··· EXERCISE INPUT ···
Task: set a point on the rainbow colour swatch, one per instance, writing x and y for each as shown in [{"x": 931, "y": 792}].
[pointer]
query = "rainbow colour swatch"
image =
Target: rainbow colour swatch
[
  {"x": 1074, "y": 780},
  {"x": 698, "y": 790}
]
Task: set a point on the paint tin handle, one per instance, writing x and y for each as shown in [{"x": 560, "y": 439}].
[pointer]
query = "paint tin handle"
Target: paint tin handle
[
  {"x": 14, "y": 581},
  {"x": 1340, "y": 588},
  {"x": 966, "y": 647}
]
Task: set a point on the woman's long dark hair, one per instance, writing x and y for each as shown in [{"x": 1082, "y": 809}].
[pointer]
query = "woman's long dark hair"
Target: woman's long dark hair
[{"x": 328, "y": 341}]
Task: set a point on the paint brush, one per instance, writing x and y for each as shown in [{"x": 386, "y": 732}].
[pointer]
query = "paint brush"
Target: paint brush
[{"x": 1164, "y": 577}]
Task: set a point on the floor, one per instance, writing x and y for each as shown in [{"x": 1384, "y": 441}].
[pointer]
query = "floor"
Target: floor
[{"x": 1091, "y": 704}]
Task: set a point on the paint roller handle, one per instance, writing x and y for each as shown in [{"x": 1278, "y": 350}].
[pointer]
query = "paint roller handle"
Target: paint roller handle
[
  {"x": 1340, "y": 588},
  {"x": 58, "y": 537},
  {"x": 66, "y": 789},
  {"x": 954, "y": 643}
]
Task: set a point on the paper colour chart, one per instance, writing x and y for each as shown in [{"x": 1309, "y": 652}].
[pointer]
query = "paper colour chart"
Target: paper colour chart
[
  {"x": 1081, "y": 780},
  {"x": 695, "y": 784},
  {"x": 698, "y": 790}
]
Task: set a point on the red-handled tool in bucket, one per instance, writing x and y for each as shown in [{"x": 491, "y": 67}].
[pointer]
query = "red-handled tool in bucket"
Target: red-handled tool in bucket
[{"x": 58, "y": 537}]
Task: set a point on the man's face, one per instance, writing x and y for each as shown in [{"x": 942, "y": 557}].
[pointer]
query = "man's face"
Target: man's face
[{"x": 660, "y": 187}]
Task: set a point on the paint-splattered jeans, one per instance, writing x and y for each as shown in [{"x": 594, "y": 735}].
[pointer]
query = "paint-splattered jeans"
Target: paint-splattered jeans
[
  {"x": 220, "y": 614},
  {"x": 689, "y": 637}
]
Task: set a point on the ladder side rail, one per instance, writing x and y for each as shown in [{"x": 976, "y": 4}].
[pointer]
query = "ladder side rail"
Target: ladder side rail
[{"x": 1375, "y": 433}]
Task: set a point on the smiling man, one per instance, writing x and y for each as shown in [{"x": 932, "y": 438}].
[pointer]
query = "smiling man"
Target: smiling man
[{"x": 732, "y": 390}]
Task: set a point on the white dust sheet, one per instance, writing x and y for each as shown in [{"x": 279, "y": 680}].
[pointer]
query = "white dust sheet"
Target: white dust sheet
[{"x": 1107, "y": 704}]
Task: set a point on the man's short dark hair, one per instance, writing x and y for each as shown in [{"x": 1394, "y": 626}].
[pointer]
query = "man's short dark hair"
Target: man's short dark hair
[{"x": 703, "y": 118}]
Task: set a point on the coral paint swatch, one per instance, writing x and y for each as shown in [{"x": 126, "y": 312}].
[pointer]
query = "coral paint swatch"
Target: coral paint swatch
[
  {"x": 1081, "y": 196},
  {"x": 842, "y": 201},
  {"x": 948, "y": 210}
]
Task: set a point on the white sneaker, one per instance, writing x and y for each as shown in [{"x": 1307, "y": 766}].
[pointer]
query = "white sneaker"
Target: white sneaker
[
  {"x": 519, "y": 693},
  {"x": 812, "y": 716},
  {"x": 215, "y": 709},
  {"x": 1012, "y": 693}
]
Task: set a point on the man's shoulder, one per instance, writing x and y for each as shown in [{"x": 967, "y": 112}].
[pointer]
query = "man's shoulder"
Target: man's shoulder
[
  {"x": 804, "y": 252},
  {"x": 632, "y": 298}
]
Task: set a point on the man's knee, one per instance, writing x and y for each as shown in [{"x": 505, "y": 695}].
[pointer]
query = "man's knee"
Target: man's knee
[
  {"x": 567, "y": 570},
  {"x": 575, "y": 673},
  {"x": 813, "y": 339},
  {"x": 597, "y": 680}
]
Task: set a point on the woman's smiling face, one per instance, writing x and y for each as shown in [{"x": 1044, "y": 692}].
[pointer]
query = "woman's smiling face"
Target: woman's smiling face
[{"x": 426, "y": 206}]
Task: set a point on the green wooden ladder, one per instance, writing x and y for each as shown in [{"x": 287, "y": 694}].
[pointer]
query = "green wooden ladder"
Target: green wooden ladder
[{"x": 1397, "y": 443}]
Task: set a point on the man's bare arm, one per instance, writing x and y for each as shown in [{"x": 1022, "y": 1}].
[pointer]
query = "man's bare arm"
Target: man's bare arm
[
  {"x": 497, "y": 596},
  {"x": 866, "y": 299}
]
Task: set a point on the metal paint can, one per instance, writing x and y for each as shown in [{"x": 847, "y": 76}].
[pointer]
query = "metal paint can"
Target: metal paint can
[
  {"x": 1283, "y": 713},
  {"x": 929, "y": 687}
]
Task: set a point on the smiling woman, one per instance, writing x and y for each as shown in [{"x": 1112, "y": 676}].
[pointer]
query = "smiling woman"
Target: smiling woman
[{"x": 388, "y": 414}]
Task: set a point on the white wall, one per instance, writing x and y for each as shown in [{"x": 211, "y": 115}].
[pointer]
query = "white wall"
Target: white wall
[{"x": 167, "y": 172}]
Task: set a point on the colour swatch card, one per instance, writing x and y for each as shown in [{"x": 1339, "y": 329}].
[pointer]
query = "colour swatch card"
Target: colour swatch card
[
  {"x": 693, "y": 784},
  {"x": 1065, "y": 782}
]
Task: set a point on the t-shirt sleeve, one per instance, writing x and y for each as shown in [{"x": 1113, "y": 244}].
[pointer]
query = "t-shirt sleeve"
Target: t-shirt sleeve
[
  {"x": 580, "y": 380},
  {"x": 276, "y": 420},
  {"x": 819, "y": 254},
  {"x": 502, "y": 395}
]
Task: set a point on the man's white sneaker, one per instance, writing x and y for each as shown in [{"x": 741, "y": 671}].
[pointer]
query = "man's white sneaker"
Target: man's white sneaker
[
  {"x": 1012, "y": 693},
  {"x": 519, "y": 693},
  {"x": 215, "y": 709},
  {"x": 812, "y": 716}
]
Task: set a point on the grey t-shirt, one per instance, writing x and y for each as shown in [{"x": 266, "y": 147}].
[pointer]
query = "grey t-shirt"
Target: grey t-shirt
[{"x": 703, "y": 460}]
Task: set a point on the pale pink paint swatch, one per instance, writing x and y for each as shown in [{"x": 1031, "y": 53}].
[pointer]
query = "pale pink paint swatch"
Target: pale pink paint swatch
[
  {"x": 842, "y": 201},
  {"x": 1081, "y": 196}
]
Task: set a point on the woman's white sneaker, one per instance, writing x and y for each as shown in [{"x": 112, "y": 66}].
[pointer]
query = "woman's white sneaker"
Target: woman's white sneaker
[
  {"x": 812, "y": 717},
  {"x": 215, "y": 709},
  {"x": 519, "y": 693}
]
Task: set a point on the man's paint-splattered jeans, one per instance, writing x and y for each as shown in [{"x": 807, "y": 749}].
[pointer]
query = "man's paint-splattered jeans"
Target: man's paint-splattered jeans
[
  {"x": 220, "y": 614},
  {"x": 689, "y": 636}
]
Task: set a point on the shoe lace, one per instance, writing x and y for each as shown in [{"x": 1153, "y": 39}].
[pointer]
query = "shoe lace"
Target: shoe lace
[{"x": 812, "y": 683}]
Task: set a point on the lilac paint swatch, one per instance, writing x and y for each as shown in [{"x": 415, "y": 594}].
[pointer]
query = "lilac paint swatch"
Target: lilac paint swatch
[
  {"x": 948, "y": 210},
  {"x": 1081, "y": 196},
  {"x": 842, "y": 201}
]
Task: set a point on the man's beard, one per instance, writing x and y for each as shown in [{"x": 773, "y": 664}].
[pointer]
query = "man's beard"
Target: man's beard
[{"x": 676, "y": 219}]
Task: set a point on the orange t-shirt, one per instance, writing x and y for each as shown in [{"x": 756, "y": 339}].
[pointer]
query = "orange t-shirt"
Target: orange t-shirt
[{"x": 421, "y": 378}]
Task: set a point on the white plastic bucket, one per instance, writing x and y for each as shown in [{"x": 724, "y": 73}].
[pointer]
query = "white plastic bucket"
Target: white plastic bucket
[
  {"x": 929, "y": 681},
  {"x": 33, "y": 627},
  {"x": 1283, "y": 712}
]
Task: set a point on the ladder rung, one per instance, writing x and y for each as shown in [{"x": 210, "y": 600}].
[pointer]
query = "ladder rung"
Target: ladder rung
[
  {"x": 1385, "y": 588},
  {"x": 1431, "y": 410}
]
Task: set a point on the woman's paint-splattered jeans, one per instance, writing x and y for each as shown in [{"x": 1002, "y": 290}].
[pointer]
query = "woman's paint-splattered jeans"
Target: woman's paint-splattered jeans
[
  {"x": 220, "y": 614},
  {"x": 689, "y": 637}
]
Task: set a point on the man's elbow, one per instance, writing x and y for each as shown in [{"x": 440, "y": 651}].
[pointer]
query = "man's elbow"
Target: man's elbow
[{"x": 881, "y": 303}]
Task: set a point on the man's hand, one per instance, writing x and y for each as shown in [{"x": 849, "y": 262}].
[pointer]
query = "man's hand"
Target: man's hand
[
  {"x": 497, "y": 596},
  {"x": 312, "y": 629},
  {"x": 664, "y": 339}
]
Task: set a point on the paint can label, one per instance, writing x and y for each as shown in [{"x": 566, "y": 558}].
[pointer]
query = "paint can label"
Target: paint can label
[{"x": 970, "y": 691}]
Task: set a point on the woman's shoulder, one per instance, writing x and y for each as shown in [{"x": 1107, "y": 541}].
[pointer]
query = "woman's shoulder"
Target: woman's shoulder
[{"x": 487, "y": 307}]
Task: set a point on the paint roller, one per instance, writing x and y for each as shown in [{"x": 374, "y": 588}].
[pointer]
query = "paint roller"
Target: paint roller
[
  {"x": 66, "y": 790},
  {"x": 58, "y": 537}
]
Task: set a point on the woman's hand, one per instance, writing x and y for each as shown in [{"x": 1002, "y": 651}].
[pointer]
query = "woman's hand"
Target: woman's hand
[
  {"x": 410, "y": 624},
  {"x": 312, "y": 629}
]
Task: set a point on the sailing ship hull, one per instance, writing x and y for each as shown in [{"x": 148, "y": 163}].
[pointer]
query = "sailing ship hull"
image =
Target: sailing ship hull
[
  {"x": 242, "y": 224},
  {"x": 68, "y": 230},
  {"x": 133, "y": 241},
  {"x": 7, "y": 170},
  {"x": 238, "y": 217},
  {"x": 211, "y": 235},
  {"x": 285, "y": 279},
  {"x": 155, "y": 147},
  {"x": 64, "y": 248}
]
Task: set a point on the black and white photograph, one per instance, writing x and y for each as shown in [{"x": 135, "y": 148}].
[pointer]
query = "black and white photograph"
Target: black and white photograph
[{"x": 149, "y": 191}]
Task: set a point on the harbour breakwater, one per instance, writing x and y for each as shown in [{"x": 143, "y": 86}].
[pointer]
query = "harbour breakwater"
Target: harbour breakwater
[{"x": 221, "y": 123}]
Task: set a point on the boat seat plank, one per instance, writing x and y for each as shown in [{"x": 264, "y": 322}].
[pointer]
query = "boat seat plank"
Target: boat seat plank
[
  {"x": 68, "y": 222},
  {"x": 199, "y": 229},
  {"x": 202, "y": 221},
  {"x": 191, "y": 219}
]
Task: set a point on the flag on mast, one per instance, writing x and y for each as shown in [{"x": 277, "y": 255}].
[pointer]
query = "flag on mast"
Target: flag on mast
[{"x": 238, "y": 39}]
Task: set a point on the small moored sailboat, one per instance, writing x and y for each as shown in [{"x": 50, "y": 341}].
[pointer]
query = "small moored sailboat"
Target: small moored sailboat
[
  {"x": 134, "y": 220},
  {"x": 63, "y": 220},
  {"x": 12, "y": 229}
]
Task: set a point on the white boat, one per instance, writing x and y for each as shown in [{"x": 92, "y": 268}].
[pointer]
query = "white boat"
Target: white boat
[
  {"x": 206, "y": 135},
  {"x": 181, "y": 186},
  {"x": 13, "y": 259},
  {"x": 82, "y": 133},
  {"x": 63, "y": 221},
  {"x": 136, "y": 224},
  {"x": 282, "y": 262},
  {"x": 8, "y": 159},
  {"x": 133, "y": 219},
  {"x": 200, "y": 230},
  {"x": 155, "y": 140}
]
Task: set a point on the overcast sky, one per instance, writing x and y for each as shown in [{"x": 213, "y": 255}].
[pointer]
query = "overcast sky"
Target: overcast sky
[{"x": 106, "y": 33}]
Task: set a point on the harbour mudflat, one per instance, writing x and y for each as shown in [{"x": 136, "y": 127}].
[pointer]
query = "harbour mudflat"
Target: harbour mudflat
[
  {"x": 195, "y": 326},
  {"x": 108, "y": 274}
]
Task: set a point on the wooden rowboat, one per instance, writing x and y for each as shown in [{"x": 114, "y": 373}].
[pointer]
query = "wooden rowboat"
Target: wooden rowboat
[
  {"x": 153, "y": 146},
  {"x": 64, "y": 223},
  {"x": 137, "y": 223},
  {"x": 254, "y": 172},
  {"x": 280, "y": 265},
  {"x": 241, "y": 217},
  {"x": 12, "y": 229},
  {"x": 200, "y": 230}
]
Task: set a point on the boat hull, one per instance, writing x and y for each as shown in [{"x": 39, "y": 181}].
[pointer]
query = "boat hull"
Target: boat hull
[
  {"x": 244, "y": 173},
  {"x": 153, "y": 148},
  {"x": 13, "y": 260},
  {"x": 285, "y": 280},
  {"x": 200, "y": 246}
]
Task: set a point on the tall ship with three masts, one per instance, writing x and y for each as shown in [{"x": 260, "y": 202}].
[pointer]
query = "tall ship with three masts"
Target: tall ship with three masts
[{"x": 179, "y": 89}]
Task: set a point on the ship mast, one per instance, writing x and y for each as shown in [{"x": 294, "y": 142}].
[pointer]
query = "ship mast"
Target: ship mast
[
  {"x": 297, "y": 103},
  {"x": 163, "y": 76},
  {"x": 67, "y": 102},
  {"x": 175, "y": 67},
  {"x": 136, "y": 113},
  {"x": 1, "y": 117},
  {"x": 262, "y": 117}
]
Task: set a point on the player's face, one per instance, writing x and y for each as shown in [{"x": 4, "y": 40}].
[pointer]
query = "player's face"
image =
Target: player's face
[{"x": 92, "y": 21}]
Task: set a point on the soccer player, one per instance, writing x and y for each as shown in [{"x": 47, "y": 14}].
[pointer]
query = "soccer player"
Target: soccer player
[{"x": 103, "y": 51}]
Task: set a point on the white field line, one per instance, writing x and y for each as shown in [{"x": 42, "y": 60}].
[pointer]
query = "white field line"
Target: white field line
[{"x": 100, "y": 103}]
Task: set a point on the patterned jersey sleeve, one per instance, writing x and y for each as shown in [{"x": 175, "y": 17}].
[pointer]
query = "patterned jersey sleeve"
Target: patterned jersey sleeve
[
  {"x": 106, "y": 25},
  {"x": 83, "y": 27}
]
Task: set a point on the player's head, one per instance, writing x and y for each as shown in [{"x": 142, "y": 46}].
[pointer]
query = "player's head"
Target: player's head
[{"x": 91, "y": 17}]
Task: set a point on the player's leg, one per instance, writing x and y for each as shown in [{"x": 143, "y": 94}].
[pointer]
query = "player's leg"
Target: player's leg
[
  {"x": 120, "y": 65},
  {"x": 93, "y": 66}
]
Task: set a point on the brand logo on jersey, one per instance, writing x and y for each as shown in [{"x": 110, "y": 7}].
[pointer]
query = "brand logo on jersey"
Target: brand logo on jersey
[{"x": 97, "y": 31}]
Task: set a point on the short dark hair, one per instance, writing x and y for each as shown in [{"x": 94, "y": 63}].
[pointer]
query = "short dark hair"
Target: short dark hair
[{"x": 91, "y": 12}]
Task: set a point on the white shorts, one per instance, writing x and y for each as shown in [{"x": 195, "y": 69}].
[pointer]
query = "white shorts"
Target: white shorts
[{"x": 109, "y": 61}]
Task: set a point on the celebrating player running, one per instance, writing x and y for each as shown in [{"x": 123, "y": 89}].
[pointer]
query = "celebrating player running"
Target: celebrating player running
···
◆ WHAT TO WORK ON
Locate the word "running" in the records and collect each line it appears in.

◆ RESULT OF THE TASK
Task: set a point on the celebrating player running, one per instance, writing x and y for each as shown in [{"x": 123, "y": 89}].
query = "celebrating player running"
Target: celebrating player running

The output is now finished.